» Task to carry out:
Scale down the entries from the line containing "window in the photo above." through the end of the entries, both included, by rewriting only those lines, requests and all, with every coordinate in the answers multiplied by 0.5 and rounded to a whole number, halves going up.

» Material supplied:
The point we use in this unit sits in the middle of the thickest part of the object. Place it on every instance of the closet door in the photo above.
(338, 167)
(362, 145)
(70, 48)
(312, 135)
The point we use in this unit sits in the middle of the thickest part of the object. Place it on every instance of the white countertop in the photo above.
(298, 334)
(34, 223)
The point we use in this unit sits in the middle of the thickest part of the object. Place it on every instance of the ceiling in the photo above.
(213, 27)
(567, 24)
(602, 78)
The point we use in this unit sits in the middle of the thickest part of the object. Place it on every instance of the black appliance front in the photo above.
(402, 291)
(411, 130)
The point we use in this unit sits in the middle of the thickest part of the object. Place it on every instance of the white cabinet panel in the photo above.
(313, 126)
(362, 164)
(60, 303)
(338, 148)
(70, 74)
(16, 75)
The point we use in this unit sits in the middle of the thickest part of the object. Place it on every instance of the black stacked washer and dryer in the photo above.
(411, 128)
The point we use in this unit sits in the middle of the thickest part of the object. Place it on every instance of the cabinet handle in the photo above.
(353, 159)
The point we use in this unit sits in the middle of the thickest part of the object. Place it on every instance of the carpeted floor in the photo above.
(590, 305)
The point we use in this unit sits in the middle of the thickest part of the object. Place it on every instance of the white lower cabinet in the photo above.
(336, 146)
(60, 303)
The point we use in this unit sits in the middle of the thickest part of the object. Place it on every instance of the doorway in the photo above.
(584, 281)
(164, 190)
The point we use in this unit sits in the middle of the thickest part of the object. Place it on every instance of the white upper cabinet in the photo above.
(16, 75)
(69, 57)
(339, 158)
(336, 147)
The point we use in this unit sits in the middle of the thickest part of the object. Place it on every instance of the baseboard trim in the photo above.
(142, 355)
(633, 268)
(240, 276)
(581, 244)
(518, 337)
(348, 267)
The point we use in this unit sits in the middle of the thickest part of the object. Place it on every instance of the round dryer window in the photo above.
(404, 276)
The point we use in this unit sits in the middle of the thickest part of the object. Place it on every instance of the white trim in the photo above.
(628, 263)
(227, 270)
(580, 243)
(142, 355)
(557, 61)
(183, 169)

» Answer:
The point we use in this unit sits in the middle of the thickest part of the object. Place it on every instance of the round dryer window in the photo above.
(202, 138)
The point we use in this unit sits in the middle of the thickest part of the object. Place it on every instance of the white trim in the photo above.
(314, 132)
(114, 135)
(290, 122)
(71, 178)
(279, 31)
(92, 85)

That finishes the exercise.